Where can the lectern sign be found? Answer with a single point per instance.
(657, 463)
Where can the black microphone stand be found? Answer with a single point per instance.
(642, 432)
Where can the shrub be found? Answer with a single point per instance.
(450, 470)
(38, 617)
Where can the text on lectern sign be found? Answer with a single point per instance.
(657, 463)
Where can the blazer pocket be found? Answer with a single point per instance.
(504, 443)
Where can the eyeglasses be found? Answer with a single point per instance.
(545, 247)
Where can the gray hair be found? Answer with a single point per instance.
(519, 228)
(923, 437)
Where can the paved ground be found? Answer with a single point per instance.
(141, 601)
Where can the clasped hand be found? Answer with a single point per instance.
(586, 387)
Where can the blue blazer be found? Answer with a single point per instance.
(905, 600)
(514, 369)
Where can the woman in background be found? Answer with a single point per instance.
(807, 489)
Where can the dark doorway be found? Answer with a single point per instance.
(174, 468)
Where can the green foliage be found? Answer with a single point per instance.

* * *

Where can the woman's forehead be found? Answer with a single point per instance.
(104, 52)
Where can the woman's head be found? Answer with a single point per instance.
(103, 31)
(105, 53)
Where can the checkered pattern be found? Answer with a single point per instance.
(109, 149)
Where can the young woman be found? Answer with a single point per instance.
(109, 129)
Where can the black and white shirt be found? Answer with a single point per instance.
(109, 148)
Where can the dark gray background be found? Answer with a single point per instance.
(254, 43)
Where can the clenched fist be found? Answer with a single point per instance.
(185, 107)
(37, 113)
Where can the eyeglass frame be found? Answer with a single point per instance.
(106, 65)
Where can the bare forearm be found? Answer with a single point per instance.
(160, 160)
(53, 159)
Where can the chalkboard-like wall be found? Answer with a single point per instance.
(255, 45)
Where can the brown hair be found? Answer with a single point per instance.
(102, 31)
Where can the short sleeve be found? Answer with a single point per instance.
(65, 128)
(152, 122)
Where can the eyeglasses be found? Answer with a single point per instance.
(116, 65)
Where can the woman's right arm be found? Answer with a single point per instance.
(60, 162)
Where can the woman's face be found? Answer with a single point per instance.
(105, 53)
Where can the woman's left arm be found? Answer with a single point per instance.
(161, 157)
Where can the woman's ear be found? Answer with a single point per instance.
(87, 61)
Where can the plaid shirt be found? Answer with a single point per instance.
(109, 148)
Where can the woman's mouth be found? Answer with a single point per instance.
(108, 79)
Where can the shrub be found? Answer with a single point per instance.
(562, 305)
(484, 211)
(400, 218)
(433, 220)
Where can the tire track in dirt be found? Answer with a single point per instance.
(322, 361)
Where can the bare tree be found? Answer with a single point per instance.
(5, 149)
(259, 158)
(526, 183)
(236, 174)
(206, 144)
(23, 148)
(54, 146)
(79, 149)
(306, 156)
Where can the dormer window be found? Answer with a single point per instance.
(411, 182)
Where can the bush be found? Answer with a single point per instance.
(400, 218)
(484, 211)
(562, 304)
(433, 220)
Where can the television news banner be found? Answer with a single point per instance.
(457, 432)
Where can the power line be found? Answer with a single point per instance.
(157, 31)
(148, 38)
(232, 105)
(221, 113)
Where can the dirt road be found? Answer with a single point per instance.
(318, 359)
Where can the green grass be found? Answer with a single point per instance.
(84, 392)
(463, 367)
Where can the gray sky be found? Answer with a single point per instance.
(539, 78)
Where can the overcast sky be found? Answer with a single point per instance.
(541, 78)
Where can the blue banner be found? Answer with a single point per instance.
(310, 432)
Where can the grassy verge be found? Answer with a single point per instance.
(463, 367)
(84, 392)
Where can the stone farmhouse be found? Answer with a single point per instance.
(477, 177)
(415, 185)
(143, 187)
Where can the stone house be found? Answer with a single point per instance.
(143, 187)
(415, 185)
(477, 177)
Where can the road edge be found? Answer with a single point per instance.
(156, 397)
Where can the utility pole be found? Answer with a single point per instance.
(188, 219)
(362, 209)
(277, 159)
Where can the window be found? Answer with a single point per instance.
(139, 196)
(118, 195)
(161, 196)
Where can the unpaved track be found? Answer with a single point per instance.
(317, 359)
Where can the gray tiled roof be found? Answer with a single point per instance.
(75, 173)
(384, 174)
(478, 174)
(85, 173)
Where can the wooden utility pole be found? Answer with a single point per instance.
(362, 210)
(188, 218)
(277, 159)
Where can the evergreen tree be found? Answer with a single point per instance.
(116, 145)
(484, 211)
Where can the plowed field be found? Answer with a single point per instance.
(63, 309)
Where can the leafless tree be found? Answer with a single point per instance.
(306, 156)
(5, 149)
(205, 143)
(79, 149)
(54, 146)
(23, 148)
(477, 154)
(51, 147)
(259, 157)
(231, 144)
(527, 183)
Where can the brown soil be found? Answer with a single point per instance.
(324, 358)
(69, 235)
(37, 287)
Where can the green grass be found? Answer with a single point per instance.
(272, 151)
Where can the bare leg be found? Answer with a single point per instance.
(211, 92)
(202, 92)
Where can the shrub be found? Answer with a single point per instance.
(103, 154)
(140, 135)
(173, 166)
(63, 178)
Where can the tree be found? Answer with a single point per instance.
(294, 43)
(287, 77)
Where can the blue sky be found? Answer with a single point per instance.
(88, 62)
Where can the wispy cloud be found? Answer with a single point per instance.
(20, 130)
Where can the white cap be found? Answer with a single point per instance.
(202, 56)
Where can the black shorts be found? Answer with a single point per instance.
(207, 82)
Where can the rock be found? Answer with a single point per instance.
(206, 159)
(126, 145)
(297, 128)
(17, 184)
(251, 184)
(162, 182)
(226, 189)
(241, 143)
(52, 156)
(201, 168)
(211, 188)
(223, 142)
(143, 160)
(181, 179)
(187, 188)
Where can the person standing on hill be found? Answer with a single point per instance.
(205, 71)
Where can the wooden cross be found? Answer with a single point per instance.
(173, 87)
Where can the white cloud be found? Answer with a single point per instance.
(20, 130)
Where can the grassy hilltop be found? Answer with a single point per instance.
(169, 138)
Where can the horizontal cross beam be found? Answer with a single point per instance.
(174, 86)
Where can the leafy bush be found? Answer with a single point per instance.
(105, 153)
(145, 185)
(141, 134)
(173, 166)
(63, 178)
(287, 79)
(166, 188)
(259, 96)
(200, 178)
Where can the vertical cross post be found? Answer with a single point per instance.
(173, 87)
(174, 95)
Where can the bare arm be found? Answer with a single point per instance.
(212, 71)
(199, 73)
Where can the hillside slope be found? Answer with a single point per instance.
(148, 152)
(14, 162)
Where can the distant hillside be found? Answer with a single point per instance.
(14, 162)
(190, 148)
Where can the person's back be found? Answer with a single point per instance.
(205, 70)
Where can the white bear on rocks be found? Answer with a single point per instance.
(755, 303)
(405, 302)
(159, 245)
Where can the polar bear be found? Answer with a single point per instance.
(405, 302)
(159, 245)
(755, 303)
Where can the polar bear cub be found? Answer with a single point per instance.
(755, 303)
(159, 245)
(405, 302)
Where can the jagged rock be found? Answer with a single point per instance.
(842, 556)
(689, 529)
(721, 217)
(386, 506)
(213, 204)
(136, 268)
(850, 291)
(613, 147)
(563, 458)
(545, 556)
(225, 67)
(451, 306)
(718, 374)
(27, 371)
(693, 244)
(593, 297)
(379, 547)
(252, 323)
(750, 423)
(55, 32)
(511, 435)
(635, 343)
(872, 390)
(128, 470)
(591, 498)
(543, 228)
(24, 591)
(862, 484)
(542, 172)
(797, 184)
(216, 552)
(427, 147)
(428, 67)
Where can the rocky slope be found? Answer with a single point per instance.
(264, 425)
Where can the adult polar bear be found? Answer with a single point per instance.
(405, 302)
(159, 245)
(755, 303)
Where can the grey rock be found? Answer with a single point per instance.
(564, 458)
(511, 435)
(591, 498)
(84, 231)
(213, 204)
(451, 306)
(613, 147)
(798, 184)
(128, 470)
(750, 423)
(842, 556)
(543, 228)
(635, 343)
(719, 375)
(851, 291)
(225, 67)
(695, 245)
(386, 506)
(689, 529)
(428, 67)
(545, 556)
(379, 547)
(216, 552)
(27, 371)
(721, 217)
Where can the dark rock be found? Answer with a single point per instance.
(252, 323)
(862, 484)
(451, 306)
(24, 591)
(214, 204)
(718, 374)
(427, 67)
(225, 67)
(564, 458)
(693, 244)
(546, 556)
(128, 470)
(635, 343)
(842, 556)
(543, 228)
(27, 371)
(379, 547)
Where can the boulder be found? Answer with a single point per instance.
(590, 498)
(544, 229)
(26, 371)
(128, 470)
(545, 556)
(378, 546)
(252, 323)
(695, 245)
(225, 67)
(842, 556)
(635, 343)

==

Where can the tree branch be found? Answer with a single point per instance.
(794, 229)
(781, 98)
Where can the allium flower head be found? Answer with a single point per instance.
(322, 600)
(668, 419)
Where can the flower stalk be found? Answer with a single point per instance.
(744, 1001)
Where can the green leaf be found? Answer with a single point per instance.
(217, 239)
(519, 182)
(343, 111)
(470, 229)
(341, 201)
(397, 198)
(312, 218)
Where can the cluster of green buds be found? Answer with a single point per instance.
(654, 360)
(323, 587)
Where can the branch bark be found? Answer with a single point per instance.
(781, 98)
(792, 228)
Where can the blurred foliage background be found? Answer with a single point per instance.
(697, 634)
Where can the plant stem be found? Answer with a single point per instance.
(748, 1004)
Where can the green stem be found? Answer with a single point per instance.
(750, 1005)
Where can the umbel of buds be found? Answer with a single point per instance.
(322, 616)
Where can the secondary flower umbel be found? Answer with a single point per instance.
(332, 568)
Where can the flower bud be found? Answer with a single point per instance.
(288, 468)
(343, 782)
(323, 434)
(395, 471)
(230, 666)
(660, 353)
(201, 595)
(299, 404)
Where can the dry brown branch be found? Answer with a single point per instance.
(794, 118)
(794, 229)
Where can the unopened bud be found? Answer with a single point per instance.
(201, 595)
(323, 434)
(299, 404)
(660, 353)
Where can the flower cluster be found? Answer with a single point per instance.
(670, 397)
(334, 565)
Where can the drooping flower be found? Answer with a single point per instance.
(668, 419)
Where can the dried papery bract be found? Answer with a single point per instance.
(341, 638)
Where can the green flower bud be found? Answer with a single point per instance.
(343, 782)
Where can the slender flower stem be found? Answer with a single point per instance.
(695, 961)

- _TASK TO COMPLETE_: From the line that has "Where can the lectern" through the line that has "Where can the green foliage", copy every line exactly as it appears above, and leave out all others.

- _TASK RESPONSE_:
Where can the lectern sign be found? Answer with a single point per instance.
(657, 463)
Where can the black microphone stand be found? Answer with a single point per instance.
(642, 432)
Where can the shrub be found? Answer with a single point per instance.
(450, 470)
(38, 617)
Where can the text on lectern sign be found? Answer with a single point per instance.
(657, 463)
Where can the blazer pocket be found? Answer with a single point per instance.
(504, 443)
Where can the eyeglasses be found? Answer with a single point per instance.
(545, 247)
Where can the gray hair be found? Answer with a single point per instance.
(519, 228)
(923, 437)
Where can the paved ground be found? Answer with a single point per instance.
(141, 601)
Where can the clasped hand be found? Answer with a single point per instance.
(586, 387)
Where can the blue blazer be found? Answer with a single point per instance.
(905, 600)
(514, 369)
Where can the woman in background be found? Answer with a single point per instance.
(807, 489)
Where can the dark doorway be found? Answer with a single point per instance.
(174, 468)
Where can the green foliage be found? Answer with a single point per instance.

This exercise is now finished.